>> start Data records

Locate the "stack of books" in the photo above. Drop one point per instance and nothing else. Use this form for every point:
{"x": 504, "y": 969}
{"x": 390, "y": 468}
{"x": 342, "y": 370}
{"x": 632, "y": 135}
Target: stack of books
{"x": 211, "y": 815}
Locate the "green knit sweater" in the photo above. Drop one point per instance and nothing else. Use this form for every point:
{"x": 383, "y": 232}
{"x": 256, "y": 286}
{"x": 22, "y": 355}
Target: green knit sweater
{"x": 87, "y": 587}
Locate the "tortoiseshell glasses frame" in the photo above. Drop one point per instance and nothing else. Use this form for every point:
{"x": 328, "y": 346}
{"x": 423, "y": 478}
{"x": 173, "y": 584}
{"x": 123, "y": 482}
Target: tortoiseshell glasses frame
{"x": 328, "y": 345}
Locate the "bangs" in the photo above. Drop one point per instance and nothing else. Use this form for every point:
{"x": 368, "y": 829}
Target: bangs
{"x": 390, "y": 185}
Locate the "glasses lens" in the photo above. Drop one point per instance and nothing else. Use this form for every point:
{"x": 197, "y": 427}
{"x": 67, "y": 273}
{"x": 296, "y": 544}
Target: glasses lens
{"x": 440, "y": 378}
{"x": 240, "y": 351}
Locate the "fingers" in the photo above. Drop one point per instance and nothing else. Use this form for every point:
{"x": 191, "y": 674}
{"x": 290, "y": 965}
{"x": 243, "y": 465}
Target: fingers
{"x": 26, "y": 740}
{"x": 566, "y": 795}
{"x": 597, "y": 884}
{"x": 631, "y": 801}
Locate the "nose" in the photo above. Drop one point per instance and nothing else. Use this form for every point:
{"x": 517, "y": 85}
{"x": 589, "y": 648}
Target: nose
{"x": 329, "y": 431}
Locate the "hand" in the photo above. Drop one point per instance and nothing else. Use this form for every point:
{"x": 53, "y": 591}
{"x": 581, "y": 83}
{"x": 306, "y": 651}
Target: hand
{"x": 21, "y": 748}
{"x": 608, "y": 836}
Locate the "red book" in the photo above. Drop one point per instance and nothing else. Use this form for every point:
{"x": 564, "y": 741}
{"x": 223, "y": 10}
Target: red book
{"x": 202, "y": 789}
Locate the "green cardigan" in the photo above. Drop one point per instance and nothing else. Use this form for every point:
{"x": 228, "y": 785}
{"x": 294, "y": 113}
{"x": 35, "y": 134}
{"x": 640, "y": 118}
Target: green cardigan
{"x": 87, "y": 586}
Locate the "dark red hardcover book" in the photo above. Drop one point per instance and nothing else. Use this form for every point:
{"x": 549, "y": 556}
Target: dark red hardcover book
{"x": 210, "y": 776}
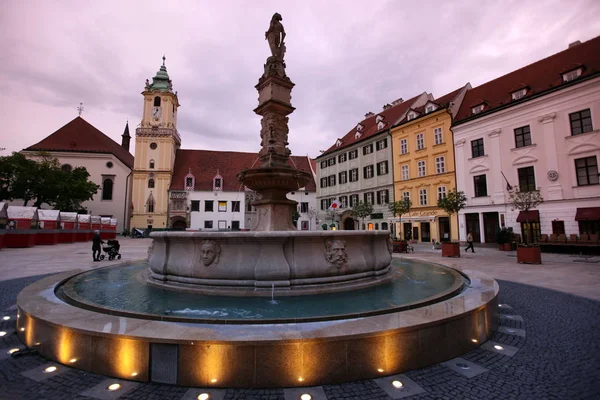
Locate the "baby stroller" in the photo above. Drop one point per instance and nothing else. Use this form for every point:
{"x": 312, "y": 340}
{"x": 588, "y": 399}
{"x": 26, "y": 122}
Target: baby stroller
{"x": 111, "y": 248}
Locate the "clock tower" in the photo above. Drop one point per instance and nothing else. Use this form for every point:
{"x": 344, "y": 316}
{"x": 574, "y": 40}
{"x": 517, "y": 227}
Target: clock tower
{"x": 156, "y": 142}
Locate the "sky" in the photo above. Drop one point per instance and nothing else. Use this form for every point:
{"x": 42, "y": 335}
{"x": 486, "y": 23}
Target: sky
{"x": 346, "y": 58}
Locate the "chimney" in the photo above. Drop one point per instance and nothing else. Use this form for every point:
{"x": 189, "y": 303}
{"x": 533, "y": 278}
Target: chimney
{"x": 575, "y": 43}
{"x": 126, "y": 138}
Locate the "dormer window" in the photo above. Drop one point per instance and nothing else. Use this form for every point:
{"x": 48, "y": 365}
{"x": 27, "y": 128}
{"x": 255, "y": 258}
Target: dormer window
{"x": 516, "y": 95}
{"x": 572, "y": 75}
{"x": 477, "y": 109}
{"x": 218, "y": 182}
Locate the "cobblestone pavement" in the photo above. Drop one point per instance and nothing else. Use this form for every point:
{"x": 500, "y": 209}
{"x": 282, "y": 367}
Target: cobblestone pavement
{"x": 549, "y": 348}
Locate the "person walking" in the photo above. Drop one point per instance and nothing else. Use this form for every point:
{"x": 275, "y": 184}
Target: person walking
{"x": 96, "y": 245}
{"x": 470, "y": 243}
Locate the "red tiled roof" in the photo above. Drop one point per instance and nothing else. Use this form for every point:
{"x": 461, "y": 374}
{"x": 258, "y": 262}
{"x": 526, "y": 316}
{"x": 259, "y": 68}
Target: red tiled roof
{"x": 391, "y": 117}
{"x": 204, "y": 165}
{"x": 80, "y": 136}
{"x": 539, "y": 77}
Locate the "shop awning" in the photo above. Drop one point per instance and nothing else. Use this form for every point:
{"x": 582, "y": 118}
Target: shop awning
{"x": 529, "y": 216}
{"x": 588, "y": 214}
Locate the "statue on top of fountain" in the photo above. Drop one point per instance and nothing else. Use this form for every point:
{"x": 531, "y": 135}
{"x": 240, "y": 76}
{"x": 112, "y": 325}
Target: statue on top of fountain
{"x": 275, "y": 37}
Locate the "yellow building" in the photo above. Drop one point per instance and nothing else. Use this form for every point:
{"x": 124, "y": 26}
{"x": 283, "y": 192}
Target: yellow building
{"x": 423, "y": 157}
{"x": 156, "y": 143}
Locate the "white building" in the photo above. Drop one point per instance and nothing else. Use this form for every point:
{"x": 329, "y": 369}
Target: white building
{"x": 358, "y": 167}
{"x": 537, "y": 126}
{"x": 79, "y": 144}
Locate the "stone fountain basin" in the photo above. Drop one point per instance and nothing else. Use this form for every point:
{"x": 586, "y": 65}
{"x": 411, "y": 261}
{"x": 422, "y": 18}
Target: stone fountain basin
{"x": 255, "y": 263}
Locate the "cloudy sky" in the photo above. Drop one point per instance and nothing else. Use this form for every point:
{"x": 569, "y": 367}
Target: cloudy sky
{"x": 346, "y": 58}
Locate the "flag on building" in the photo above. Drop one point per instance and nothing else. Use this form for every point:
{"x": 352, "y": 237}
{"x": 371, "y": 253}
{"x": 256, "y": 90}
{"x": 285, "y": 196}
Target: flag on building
{"x": 335, "y": 206}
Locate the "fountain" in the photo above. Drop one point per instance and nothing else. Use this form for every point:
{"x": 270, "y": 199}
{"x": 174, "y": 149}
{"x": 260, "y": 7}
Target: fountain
{"x": 202, "y": 311}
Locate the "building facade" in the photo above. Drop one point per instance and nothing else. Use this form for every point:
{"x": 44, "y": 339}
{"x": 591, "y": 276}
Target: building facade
{"x": 79, "y": 144}
{"x": 358, "y": 167}
{"x": 423, "y": 159}
{"x": 534, "y": 128}
{"x": 156, "y": 142}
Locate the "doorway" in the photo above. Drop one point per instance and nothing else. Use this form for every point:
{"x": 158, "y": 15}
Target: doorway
{"x": 491, "y": 225}
{"x": 472, "y": 221}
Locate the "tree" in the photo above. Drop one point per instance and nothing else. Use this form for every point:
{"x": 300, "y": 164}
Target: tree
{"x": 400, "y": 207}
{"x": 453, "y": 202}
{"x": 362, "y": 210}
{"x": 524, "y": 201}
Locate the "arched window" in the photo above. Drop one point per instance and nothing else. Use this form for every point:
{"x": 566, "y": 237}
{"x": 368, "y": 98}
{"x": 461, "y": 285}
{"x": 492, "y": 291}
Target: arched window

>> end Data records

• Task prompt
Please find each line in the records above that contains the word "building" and copy those lines out. Case counts.

• Complete answer
Locate the "yellow building" in the photo above. Drop one point per instance and nothing else. Use this form for every point:
Target: yellow building
Locate the "white building" in the photo above. Drop one point per instance and nothing else. Use this form for every point:
Target: white building
Locate the "flag on building" in the photo above. Drop one point per instance and nothing else. Use this form for every point:
Target: flag on building
Locate the "building facade" in the photo above. Drop one point per instance and nothing else. Use this form for every point:
Target: building facade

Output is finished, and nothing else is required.